__Fragmento__

• • • •

Creemos de interés señalar que la alquimia, la astrología e incluso ciertos postulados de la magia no eran considerados opuestos a la religión católica, siempre y cuando no hiciesen apología del judaísmo o del Islam, o no fuesen expuestos de manera que contradijesen los dogmas cristianos, puesto que la venida de Cristo anulaba el poder de los astros y su fuerza salvadora estaba por encima de cualquier manipulación humana de la materia y de sus fuerzas e influencias.
Que la frontera de lo permisible no siempre estuvo bien determinada, es evidente, puesto que si bien es cierto que la literatura sobre esos temas circulaba con profusión, por otra parte en las cárceles españolas de la Inquisición abundaban los herejes dedicados a esas actividades y en 1600 Giordano Bruno fue muerto en la hoguera por el Santo Oficio italiano.
No obstante, los rigores inquisitoriales no impidieron que, desde su siglo de hierro, un sector de la inteligencia española soñara y laborara por recuperar el Siglo de Oro, cuyo punto de referencia lo constituyó la Antigüedad clásica y sus discípulos del Renacimiento, como Petrarca, empeñados en devolver su pureza a la lengua latina y restaurar así aquella época dorada de la «romanitas» universal embebida de helenismo. Y como sea que no hay Edad de Oro sin Lengua de Oro, renacentistas y barrocos, también en España, se afanaron en limpiar, pulir y enriquecer la lengua castellana.

• • • •

__Tareas__
A) Edita la parte del fragmento que empieza con las palabras "No obstante, los" y termina con "la lengua castellana.", poniendo "Nebrija" en lugar de "Petrarca".
B) ¿Concuerdan con el fragmento estas afirmaciones? Responde sí o no a cada una y cita las palabras del fragmento que lo deciden.
(i) Giordano Bruno murió en la hoguera en 1600 por orden del Santo Oficio italiano.
(ii) La alquimia y la astrología se consideraban en todo caso opuestas a la religión católica.
(iii) Los rigores inquisitoriales impidieron que un sector de la inteligencia española laborara por recuperar el Siglo de Oro.
C) ¿Cómo seguiría el fragmento sobre la Inquisición y la lengua castellana? Escribe su continuación a partir de la última oración.

__Material recopilado__
• • • •

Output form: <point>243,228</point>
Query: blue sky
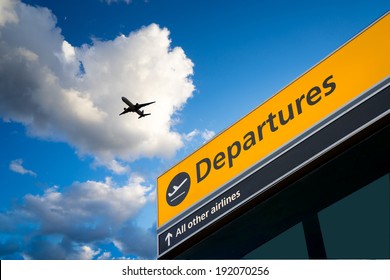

• • • •

__Respuestas__
A)
No obstante, los rigores inquisitoriales no impidieron que, desde su siglo de hierro, un sector de la inteligencia española soñara y laborara por recuperar el Siglo de Oro, cuyo punto de referencia lo constituyó la Antigüedad clásica y sus discípulos del Renacimiento, como Nebrija, empeñados en devolver su pureza a la lengua latina y restaurar así aquella época dorada de la «romanitas» universal embebida de helenismo. Y como sea que no hay Edad de Oro sin Lengua de Oro, renacentistas y barrocos, también en España, se afanaron en limpiar, pulir y enriquecer la lengua castellana.

B)
(i) Sí: "en 1600 Giordano Bruno fue muerto en la hoguera por el Santo Oficio italiano".
(ii) No: "la alquimia, la astrología e incluso ciertos postulados de la magia no eran considerados opuestos a la religión católica".
(iii) No: "los rigores inquisitoriales no impidieron que, desde su siglo de hierro, un sector de la inteligencia española soñara y laborara por recuperar el Siglo de Oro".

C)
Quevedo participó de esos valores y por medio de la Sátira, la burla despiadada y la inspiración poética, dejó magistralmente escrito lo que odiaba, lo que amaba y lo que esperaba de este mundo y del mundo por venir, sabedor de que el Siglo de Oro era en realidad el Siglo del Hombre en el Reino de Dios.
Quevedo fue poeta, teólogo, político, maestro de la escritura y, como afirma J. L. Borges, sólo estudioso de la verdad (7). En su obra, la presencia de la muerte es constante, pero recuérdese que es muy salutífero tenerla presente si se busca en verdad a Dios. La vida es una enfermedad, cuya única medicina es la buena muerte, afirma nuestro autor y lo repite en muchas ocasiones: No hay otro camino para pasar a vida sin muerte(8). Este es uno de los grandes temas espirituales de Quevedo, así como la precariedad de la condición humana, la esperanza de la salvación, la justicia de Dios, por la que cada uno teje en este mundo su propio destino. Una misma cosa a unos salva y a otros condena; los perdidos están fuera de Dios, los salvados, dentro (9). Honor y humillación, riqueza y pobreza son siempre de consecuencias inciertas, porque muchas veces castiga Dios con lo que da y premia con lo que niega (10).
Reflexión y enseñanza abundan en la obra de Quevedo, que en eso sigue también el precepto tradicional según el cual no puede haber literatura sin instrucción; lo demás es vanidad o inutilidad. Así, toda su obra está salpicada del saber que realmente importa y, en muchas ocasiones, lo más rico y profundo está expresado con pocas y precisas palabras: Con los doce cené; Yo fui a la cena(11). La soberbia tropieza volando, la humildad vuela cayendo (12). No es filósofo el que sabe dónde está el tesoro, sino el que trabaja y lo saca. Menester es desnudarse de las tinieblas quien se quiere vestir de claridad (13).
Estas sentencias las encontramos en piezas que tratan de los temas más variados; la sátira social, la crítica política, el simple humor corrosivo, cualquier tema es bueno en Quevedo para insertar en su pletórica cosecha verbal esos frutos de luz que deleitan, seducen e instruyen al lector capaz de percibir cuándo la inspiración vibra y la belleza se manifiesta.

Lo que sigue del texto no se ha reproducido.